BEGIN

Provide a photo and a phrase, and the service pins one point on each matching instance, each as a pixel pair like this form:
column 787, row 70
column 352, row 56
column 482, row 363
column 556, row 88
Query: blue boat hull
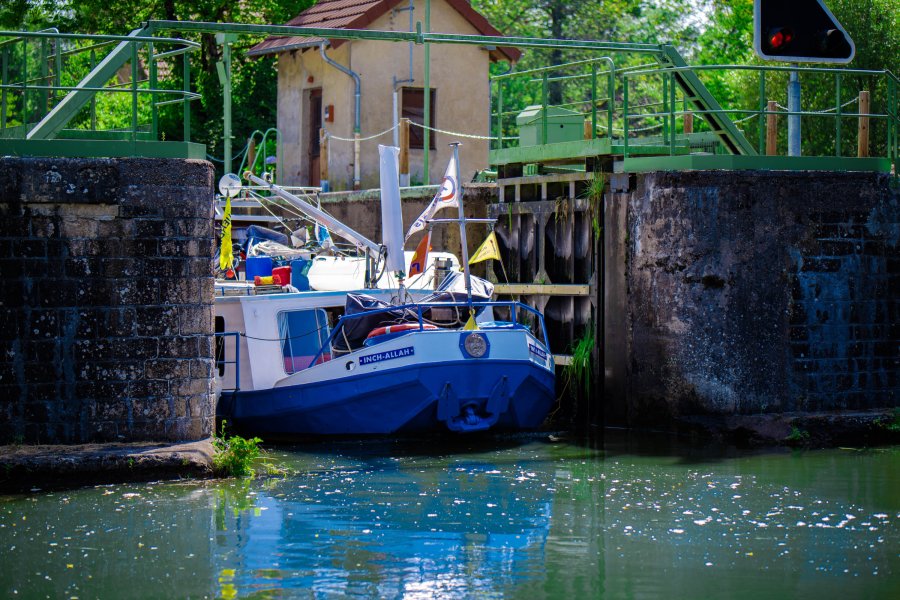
column 458, row 396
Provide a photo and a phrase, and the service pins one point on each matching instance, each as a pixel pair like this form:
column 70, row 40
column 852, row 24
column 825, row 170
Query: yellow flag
column 487, row 249
column 226, row 255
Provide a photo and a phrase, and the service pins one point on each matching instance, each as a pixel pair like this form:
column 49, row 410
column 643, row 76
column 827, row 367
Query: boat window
column 302, row 333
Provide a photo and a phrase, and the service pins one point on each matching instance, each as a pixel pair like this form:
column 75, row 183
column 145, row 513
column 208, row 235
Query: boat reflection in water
column 378, row 529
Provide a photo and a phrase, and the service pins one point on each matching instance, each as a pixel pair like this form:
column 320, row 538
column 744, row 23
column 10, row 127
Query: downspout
column 404, row 179
column 356, row 116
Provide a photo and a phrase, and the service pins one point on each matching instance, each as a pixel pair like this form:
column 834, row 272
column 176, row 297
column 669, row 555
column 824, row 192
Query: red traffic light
column 799, row 31
column 780, row 37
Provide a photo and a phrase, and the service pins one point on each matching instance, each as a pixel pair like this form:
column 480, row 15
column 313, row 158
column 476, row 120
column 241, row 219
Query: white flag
column 447, row 196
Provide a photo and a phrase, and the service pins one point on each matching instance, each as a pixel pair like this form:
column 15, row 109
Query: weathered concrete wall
column 754, row 292
column 106, row 301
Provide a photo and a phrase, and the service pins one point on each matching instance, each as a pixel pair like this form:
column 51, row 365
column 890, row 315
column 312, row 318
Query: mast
column 462, row 226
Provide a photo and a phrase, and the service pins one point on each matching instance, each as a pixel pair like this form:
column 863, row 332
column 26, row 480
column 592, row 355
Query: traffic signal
column 799, row 31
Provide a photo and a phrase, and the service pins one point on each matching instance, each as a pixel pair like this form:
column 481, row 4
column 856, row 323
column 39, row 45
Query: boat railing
column 221, row 356
column 418, row 309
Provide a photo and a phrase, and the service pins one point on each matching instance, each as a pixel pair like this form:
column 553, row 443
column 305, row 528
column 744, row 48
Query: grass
column 578, row 372
column 892, row 424
column 234, row 455
column 797, row 436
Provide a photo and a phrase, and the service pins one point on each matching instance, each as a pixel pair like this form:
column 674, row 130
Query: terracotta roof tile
column 359, row 14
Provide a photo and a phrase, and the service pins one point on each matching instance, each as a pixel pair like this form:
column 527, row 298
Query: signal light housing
column 800, row 31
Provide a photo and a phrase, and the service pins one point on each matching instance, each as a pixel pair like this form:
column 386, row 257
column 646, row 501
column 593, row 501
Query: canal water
column 532, row 518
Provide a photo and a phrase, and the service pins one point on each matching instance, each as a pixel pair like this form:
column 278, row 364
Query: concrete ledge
column 803, row 429
column 23, row 468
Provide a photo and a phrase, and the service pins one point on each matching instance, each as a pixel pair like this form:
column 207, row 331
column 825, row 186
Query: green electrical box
column 562, row 125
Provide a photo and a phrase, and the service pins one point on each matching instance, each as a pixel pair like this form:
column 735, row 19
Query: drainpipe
column 356, row 116
column 404, row 179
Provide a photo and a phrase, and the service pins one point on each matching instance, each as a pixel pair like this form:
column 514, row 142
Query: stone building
column 315, row 92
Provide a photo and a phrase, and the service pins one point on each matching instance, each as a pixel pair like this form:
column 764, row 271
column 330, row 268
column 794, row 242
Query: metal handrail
column 237, row 356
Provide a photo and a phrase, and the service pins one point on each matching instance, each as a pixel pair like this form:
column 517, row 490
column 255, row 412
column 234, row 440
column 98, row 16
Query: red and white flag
column 420, row 257
column 447, row 196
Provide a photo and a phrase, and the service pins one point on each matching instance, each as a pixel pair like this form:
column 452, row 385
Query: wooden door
column 314, row 122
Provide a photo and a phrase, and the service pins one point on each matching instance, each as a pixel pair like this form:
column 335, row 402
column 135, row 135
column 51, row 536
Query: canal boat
column 396, row 361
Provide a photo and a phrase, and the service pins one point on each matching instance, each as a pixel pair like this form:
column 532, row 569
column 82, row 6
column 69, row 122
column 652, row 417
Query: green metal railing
column 41, row 74
column 642, row 109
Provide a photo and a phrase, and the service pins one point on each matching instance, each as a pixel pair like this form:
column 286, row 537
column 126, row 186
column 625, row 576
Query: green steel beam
column 704, row 101
column 733, row 162
column 575, row 150
column 102, row 148
column 395, row 36
column 74, row 101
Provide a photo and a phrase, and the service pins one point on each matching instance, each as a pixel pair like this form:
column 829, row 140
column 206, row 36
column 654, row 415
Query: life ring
column 397, row 328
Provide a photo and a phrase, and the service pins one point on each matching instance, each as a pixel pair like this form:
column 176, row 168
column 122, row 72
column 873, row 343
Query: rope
column 825, row 111
column 365, row 139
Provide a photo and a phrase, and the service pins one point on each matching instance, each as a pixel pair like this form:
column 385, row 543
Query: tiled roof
column 359, row 14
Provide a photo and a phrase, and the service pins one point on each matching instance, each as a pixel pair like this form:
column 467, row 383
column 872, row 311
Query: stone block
column 162, row 368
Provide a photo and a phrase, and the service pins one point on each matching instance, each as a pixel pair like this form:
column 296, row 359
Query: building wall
column 107, row 300
column 459, row 74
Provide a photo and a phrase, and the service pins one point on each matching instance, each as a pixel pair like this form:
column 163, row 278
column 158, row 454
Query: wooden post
column 323, row 160
column 771, row 129
column 404, row 151
column 863, row 144
column 251, row 155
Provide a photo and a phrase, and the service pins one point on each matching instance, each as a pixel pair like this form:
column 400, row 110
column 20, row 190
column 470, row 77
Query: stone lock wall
column 733, row 293
column 106, row 300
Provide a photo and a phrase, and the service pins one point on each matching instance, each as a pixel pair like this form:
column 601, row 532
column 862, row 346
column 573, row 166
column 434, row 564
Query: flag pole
column 462, row 226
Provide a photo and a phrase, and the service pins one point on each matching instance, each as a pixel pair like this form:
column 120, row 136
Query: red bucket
column 283, row 274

END

> **Work instructions**: Print every line above exactly. Leave the pictures out.

> **Your solution**:
Provide a photo and a phrase, and the service pins one point on each matching instance, each as a pixel pair like this form:
column 787, row 70
column 352, row 56
column 482, row 363
column 556, row 88
Query: blue boat hull
column 458, row 396
Provide a photo and a phrase, and the service pins one point on each matching instance, each as a pixel pair like this form:
column 70, row 40
column 852, row 24
column 825, row 170
Query: yellow flag
column 487, row 249
column 226, row 255
Provide a photo and a phrase, and the service pins one point on each matching instance, each as a pixel pair like this form:
column 49, row 410
column 643, row 76
column 827, row 367
Query: boat window
column 302, row 333
Provide a photo and a phrase, and the service pins one point on each matching instance, each as a pixel pair like this form:
column 75, row 183
column 145, row 513
column 208, row 235
Query: boat reflection in water
column 378, row 529
Provide a photo and a phrase, and the service pins one point on each matching instance, each as a pixel pair like this form:
column 320, row 538
column 744, row 23
column 10, row 127
Query: downspout
column 404, row 179
column 356, row 116
Provide a photo and a phrase, and the service pins one point on each matching instance, each as a pixel pair like this form:
column 834, row 272
column 176, row 297
column 669, row 555
column 824, row 192
Query: red traffic light
column 799, row 31
column 780, row 37
Provide a photo and a phrase, and the service pins one point on each matching instance, each as a pixel pair like this form:
column 480, row 15
column 313, row 158
column 476, row 120
column 241, row 219
Query: white flag
column 447, row 196
Provide a photo and a phrase, and the service pins one point on each matching instance, each as a pixel pair like this form:
column 15, row 109
Query: weathered concrete wall
column 754, row 292
column 106, row 301
Provide a photo and a phrase, and the service pins one point on each matching instance, each as a pixel pair like this form:
column 51, row 365
column 890, row 315
column 312, row 318
Query: mast
column 462, row 226
Provide a photo and a phrase, and the service pins one point on each matching instance, each as a pixel pair like this form:
column 863, row 332
column 26, row 480
column 592, row 355
Query: traffic signal
column 799, row 31
Provide a photo and a phrase, and the service pins one point on each matching instance, each as a pixel pair like this form:
column 481, row 4
column 856, row 323
column 39, row 45
Query: boat railing
column 221, row 356
column 418, row 309
Provide a photo and a phrase, and the service pins one point on each matching instance, each as a pixel pair like this form:
column 553, row 443
column 305, row 528
column 744, row 48
Query: grass
column 578, row 372
column 892, row 424
column 234, row 455
column 797, row 436
Provide a photo and a phrase, and the service pins one point on each matching instance, each as a pixel pair like this form:
column 674, row 130
Query: terracotta roof tile
column 359, row 14
Provide a photo and a phrase, and the service pins one point on each matching instance, each as a pixel pair like this form:
column 527, row 298
Query: signal light housing
column 800, row 31
Provide a photo and a phrase, and the service pins one point on each matching instance, each as a pixel pair like this form:
column 386, row 257
column 646, row 501
column 593, row 501
Query: canal water
column 532, row 518
Provide a photo and a phrase, and the service pins one point on each matching instance, each as a pixel pair like this form:
column 278, row 364
Query: concrete ledge
column 803, row 429
column 23, row 468
Provide a photo and a phrase, and the service pins one point on each matching instance, each as a pixel pair like this form:
column 207, row 331
column 825, row 186
Query: green electrical box
column 562, row 125
Provide a photo and a phrase, and the service pins one point on each matching instance, each as a pixel pair like this form:
column 735, row 19
Query: drainpipe
column 356, row 116
column 404, row 179
Provide a photo and a phrase, and the service pins one point on each matching instance, each as a pixel pair like this form:
column 514, row 142
Query: stone building
column 315, row 92
Provide a photo and a phrase, and the service pins one point on each matching instance, each as a pixel pair like this form:
column 764, row 271
column 330, row 268
column 794, row 242
Query: metal handrail
column 237, row 356
Provide a photo and a phrase, and the service pins one point on each matching instance, each as a pixel pair like this form:
column 517, row 490
column 255, row 412
column 234, row 440
column 98, row 16
Query: red and white flag
column 420, row 257
column 447, row 196
Provide a photo and a phrase, and the service pins one point on each matching instance, each as a pixel pair like this form:
column 452, row 385
Query: wooden door
column 314, row 122
Provide a photo and a phrase, and the service pins one point on each matching instance, each as a pixel pair like this form:
column 335, row 402
column 135, row 135
column 51, row 536
Query: canal boat
column 396, row 361
Provide a photo and a phrase, and the service pins one point on each matching instance, each as a pixel pair like this form:
column 532, row 569
column 82, row 6
column 69, row 122
column 652, row 417
Query: green metal railing
column 41, row 74
column 642, row 109
Provide a photo and a phrase, and the service pins one point on each matching instance, each as a pixel pair like this form:
column 286, row 537
column 126, row 186
column 625, row 576
Query: green steel beam
column 704, row 101
column 733, row 162
column 575, row 150
column 102, row 148
column 395, row 36
column 74, row 101
Provide a photo and a phrase, and the service pins one point on each matching instance, each as a pixel pair like this form:
column 829, row 140
column 206, row 36
column 654, row 415
Query: life ring
column 397, row 328
Provide a photo and a phrase, and the service pins one point on each matching instance, each as a pixel pair like this form:
column 176, row 168
column 122, row 72
column 873, row 343
Query: rope
column 825, row 111
column 365, row 139
Provide a photo and a phrase, and the service pins one point on each matching instance, each as a pixel pair like this form:
column 385, row 543
Query: tiled roof
column 359, row 14
Provide a photo and a phrase, and the service pins one point on each matching instance, each as a pixel pair like this form:
column 467, row 383
column 872, row 311
Query: stone block
column 162, row 368
Provide a photo and a phrase, and the service pins one point on each matching instance, each as a pixel pair like this form:
column 296, row 359
Query: building wall
column 107, row 300
column 459, row 74
Provide a photo and a phrase, and the service pins one point on each matching instance, each as a pixel pair like this form:
column 163, row 278
column 158, row 454
Query: wooden post
column 323, row 160
column 771, row 129
column 404, row 151
column 863, row 144
column 251, row 155
Provide a photo and a phrase, and the service pins one point on each matching instance, each as a pixel pair like this form:
column 400, row 110
column 20, row 190
column 470, row 77
Query: stone lock wall
column 733, row 293
column 106, row 300
Provide a photo and a phrase, and the service pins one point on each matching instance, each as a pixel pair like this form:
column 601, row 532
column 862, row 346
column 573, row 166
column 434, row 564
Query: flag pole
column 462, row 226
Provide a photo and a phrase, and the service pins one point on each matching instance, each as a pixel pair like this form:
column 120, row 136
Query: red bucket
column 283, row 274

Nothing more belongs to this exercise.